BEGIN GIVEN RECORDS

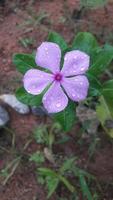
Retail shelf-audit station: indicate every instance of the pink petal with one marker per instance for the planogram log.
(35, 81)
(55, 99)
(76, 87)
(48, 56)
(75, 62)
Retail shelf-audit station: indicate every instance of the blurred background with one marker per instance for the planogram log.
(24, 24)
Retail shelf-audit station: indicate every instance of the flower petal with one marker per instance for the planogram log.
(55, 99)
(76, 87)
(48, 56)
(75, 62)
(35, 81)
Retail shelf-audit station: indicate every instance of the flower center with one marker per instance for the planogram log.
(58, 77)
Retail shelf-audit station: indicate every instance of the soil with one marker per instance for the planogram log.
(65, 18)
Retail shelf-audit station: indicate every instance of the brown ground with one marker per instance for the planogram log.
(61, 17)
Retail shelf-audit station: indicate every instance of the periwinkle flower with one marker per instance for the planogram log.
(69, 81)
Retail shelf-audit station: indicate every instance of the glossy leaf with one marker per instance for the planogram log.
(67, 117)
(24, 62)
(84, 41)
(101, 60)
(27, 98)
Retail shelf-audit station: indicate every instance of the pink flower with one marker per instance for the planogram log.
(69, 81)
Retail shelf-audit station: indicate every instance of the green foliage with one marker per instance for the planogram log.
(93, 3)
(101, 59)
(24, 62)
(67, 117)
(84, 41)
(29, 99)
(105, 107)
(94, 85)
(44, 134)
(53, 178)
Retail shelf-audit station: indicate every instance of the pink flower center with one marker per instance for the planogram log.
(58, 77)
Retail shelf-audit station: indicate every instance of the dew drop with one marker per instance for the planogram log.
(58, 105)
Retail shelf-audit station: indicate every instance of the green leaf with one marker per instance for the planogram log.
(29, 99)
(94, 85)
(93, 3)
(107, 93)
(70, 187)
(52, 184)
(47, 172)
(104, 111)
(58, 39)
(67, 117)
(101, 60)
(84, 187)
(24, 62)
(84, 41)
(67, 165)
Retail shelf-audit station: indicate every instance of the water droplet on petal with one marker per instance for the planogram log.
(58, 105)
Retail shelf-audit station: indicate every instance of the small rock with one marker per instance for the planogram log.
(88, 118)
(4, 117)
(12, 101)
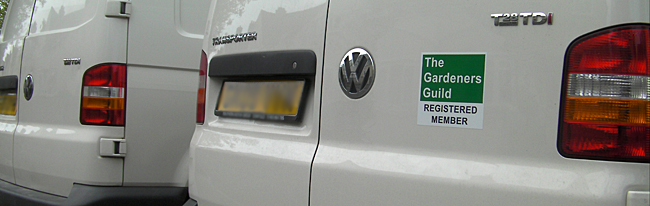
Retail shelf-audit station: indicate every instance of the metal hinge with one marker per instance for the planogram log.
(118, 8)
(110, 147)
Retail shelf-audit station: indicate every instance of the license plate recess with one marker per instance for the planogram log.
(277, 100)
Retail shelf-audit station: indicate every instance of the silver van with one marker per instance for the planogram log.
(391, 102)
(97, 100)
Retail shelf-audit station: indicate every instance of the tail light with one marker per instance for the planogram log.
(200, 100)
(103, 95)
(605, 113)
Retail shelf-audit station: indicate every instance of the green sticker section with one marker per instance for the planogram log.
(453, 78)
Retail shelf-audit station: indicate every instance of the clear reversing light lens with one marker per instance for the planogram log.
(200, 101)
(605, 112)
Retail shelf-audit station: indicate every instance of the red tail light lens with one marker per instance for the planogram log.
(103, 95)
(200, 101)
(605, 113)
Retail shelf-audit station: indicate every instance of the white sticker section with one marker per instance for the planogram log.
(451, 114)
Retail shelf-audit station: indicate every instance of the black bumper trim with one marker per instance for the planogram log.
(11, 194)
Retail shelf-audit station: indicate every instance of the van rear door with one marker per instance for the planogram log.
(161, 89)
(464, 107)
(52, 149)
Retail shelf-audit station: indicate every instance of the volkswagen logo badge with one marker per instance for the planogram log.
(356, 73)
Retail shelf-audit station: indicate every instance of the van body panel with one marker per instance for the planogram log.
(52, 150)
(372, 151)
(156, 80)
(236, 161)
(16, 27)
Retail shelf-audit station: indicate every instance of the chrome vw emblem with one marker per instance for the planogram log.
(356, 73)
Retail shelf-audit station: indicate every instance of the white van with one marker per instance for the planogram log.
(392, 102)
(98, 100)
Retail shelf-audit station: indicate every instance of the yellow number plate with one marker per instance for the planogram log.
(274, 99)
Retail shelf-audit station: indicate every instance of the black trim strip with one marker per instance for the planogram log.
(272, 63)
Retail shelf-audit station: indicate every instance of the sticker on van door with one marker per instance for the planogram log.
(451, 90)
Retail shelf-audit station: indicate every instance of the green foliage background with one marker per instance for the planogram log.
(3, 10)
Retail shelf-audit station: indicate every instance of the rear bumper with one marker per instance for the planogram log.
(11, 194)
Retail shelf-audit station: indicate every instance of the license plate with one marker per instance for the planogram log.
(270, 100)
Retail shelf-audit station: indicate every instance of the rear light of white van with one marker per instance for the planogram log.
(103, 95)
(200, 100)
(605, 113)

END GIVEN RECORDS

- **TASK DETAILS**: What is needed is an exact reprint of every entry, pictures excluded.

- **OUTPUT FOR THIS TASK**:
Retail shelf-audit station: indicate every instance of the pink petal with one marker per instance for the planogram log.
(35, 81)
(55, 99)
(76, 87)
(48, 56)
(75, 62)
Retail shelf-audit station: indicate every instance of the blurred background with one marker per instance for the planogram log.
(24, 24)
Retail shelf-audit station: indicate every instance of the flower petal with one marker per instance for the planogram log.
(55, 99)
(76, 87)
(48, 56)
(75, 62)
(35, 81)
Retail shelf-audit station: indicate every instance of the flower center with one marker per instance for the planogram log.
(58, 77)
Retail shelf-audit station: indicate every instance of the soil with one marker per instance for the planogram log.
(65, 18)
Retail shelf-audit station: indicate every instance of the brown ground with one marker per instance for the planogram log.
(61, 17)
Retail shelf-audit station: indicate every instance of the periwinkle flower with one marker per instance for the planogram log.
(69, 81)
Retail shelf-audit station: indicate every instance of the glossy leaf with one marker per instance for the planogram log.
(67, 117)
(24, 62)
(84, 41)
(101, 60)
(27, 98)
Retail shelf-audit station: indicate every instance of the pink flower with one marker per instance for the planogram log.
(69, 81)
Retail shelf-audit station: indicate every instance of the green foliage with one marker per instance for the planogram log.
(93, 3)
(101, 59)
(24, 62)
(67, 117)
(84, 41)
(29, 99)
(105, 107)
(94, 85)
(44, 134)
(53, 178)
Retail shelf-audit station: indicate every instance of the pink flower center with one marker per instance for the planogram log.
(58, 77)
Retail shelf-audit station: indicate every instance of the dew drop with one marker per instance for the planogram log.
(58, 105)
Retail shelf-audit station: indicate every instance of the green leaf with one marker per instance for the planogram log.
(29, 99)
(94, 85)
(93, 3)
(107, 93)
(70, 187)
(52, 184)
(47, 172)
(104, 111)
(58, 39)
(67, 117)
(101, 60)
(84, 187)
(24, 62)
(84, 41)
(67, 165)
Retail shelf-audit station: indicate every instance of the water droplet on petal with one marker per instance for the planogram log.
(58, 105)
Retail shelf-audit station: indicate every instance of the small rock with one marker per instance for the planogram log.
(88, 118)
(4, 117)
(12, 101)
Retail shelf-audit station: indicate every instance of the metal hinge with one marker per instance for the planogram log.
(118, 8)
(110, 147)
Retail shelf-audit station: indicate every instance of the license plate recess with one marker per instance for the planogram log.
(277, 100)
Retail shelf-audit station: indicate every instance of the silver van with one marker per instance for the planogram log.
(391, 102)
(97, 100)
Retail shelf-audit station: indicate every instance of the tail light with one marker per instance for the planogram log.
(200, 100)
(103, 95)
(605, 113)
Retail shelf-audit station: indicate every instance of the green sticker section with one marker per instance for the planogram log.
(453, 78)
Retail shelf-audit station: indicate every instance of the clear reversing light lens with one marker per instance for the planogram log.
(200, 101)
(605, 112)
Retail shelf-audit station: indicate every instance of the red tail light lens with one marker per instance for the planogram log.
(103, 95)
(200, 101)
(605, 113)
Retail shelf-audit station: indicate every instance of the white sticker section with one marker per instance for the planogram log.
(451, 114)
Retail shelf-audit station: indicate every instance of the black bumper trim with one marker per instance for the planogram log.
(11, 194)
Retail shelf-audit station: indicate every instance of the van rear door with one marker per instance for the planogram log.
(161, 89)
(464, 107)
(52, 149)
Retail shelf-audit station: indicate every instance of the volkswagen logo badge with one marker per instance for the planogram log.
(356, 73)
Retail shelf-audit station: indicate every instance of the van body panel with one marker per instance for the planogram log.
(52, 150)
(372, 151)
(156, 80)
(236, 161)
(16, 27)
Retail shelf-audit station: indicate every instance of the chrome vw emblem with one marker per instance for the planogram log.
(356, 73)
Retail shelf-audit station: indicate every instance of the white van with one marker per instance for the planogram log.
(392, 102)
(98, 100)
Retail shelf-audit station: indicate every instance of the yellow number plate with one marker per instance for the planogram log.
(274, 99)
Retail shelf-audit station: indicate every instance of the black trim strip with one marker per instance for the planogram log.
(272, 63)
Retail shelf-audit station: indicate every instance of the sticker on van door with one marker per instance for the planogram log.
(451, 90)
Retail shelf-audit station: indicate every instance of the green foliage background with one marker per instance for the planogram log.
(3, 10)
Retail shelf-audit station: indicate every instance of the rear bumper with one marker per instance for the planogram log.
(11, 194)
Retail shelf-audit station: indicate every instance of the license plate with one marker per instance for the planogram log.
(270, 100)
Retail shelf-audit station: indicate every instance of the rear light of white van with one marker per instance for the planogram log.
(103, 95)
(200, 100)
(605, 113)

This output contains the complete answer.